=== What is needed ===
Copy out every line of the records below, reproducing each one without any change.

=== A block of data ===

------------------------------------

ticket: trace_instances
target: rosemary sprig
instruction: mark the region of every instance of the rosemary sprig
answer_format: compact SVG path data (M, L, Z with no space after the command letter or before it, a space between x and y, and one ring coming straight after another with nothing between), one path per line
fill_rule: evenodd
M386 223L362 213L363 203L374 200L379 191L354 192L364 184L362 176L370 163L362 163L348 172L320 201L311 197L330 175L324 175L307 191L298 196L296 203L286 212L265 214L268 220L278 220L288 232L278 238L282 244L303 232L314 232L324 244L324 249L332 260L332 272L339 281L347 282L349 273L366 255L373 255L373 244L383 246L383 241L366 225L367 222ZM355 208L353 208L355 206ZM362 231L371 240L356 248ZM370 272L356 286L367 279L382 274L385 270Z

------------------------------------

=== Answer to this task ===
ticket: trace_instances
target: rosemary sprig
instruction: mark the region of every instance of the rosemary sprig
answer_format: compact SVG path data (M, L, Z with no space after the command letter or before it, a space between x and y, and one ring coming straight after another with nothing between), one path per line
fill_rule: evenodd
M386 223L362 213L363 203L374 200L379 191L354 192L364 184L362 176L370 163L362 163L348 172L320 201L311 197L330 175L324 175L307 191L298 196L296 203L286 212L265 214L268 220L278 220L288 232L278 238L282 244L303 232L314 232L324 244L324 249L332 260L332 272L339 281L347 282L349 273L366 255L373 255L373 244L383 246L383 241L366 225L367 222ZM355 208L353 208L355 206ZM362 231L371 240L356 248ZM370 272L356 286L367 279L382 274L385 270Z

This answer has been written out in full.